Given data section start

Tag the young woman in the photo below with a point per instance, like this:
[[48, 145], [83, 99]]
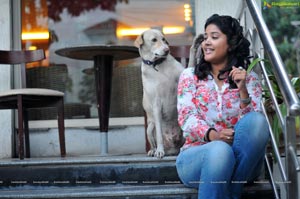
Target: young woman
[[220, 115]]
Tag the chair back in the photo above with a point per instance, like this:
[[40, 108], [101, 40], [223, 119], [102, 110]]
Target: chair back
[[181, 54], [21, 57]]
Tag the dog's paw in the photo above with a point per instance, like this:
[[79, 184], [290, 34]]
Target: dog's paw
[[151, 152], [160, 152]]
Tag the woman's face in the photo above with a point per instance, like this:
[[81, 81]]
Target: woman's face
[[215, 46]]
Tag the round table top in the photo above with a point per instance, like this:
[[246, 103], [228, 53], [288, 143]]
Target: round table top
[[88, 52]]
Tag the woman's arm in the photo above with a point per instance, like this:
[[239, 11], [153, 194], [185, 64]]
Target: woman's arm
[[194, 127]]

Given data section end
Given data section start

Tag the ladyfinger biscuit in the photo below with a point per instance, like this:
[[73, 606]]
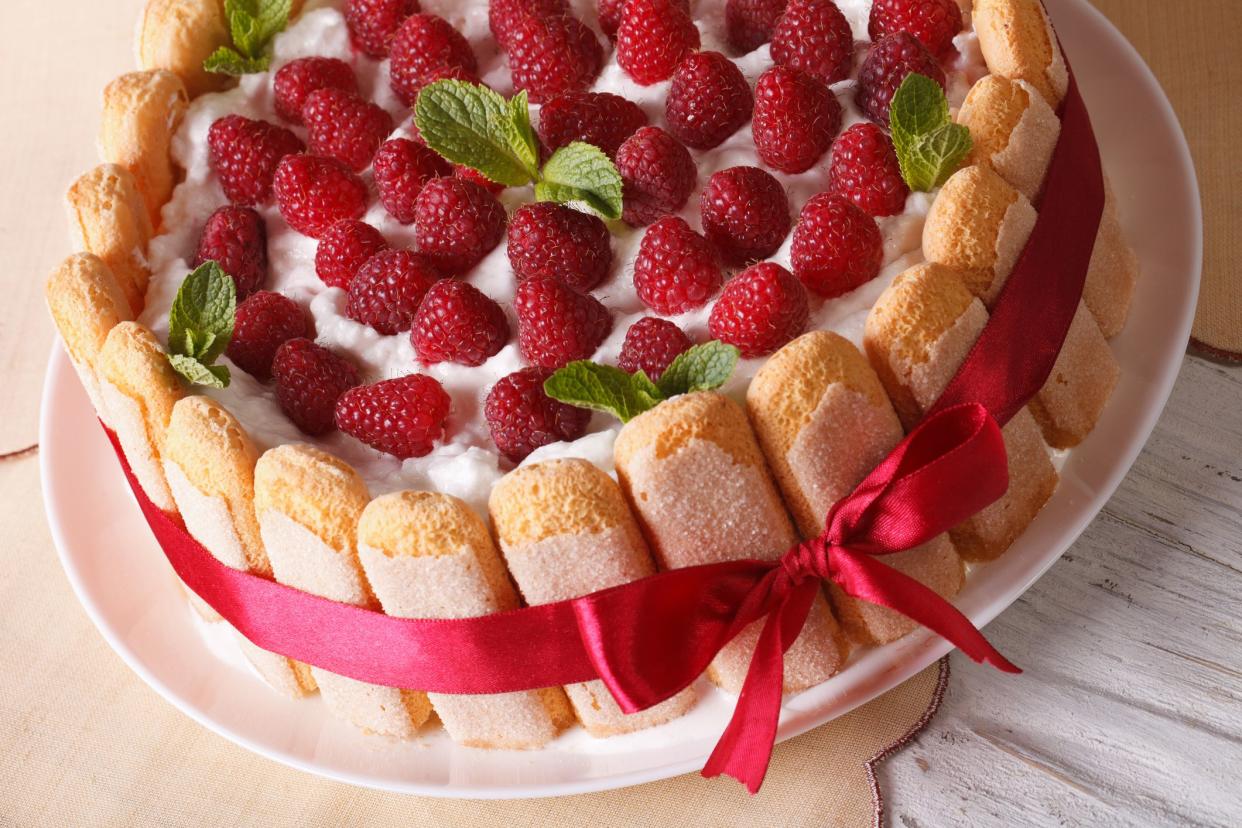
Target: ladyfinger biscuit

Given data section end

Task item: Each line in the listing above that includes "biscuit" is to be copied.

Expected output:
Tag the ladyfinger biscuit in the photo below with a point per instance, like this:
Target: ladyfinger biscuit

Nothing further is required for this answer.